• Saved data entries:

· · · ·

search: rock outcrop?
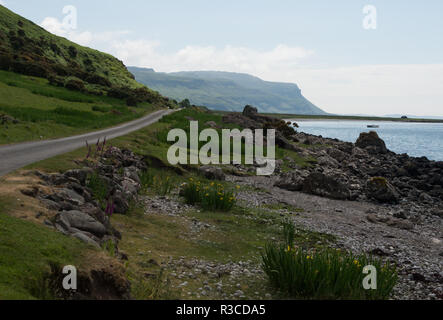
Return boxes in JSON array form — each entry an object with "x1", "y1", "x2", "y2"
[{"x1": 26, "y1": 147, "x2": 147, "y2": 251}]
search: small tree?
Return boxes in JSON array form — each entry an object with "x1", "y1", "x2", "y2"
[{"x1": 179, "y1": 99, "x2": 191, "y2": 108}]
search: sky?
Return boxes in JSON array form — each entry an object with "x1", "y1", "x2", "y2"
[{"x1": 2, "y1": 0, "x2": 443, "y2": 116}]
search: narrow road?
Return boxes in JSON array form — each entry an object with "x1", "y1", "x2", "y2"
[{"x1": 0, "y1": 109, "x2": 174, "y2": 177}]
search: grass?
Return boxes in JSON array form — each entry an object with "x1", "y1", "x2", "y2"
[
  {"x1": 0, "y1": 200, "x2": 92, "y2": 299},
  {"x1": 261, "y1": 222, "x2": 398, "y2": 300},
  {"x1": 0, "y1": 70, "x2": 158, "y2": 145}
]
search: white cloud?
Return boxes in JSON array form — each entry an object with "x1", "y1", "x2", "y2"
[
  {"x1": 0, "y1": 0, "x2": 6, "y2": 6},
  {"x1": 109, "y1": 40, "x2": 313, "y2": 76},
  {"x1": 41, "y1": 16, "x2": 129, "y2": 47},
  {"x1": 39, "y1": 17, "x2": 443, "y2": 117}
]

· · · ·

• TASK STATEMENT: Where does "search" occur in the data? Copy each line that has it.

• EXERCISE SOLUTION:
search: rock outcrop?
search: small tree?
search: sky?
search: narrow road?
search: grass?
search: white cloud?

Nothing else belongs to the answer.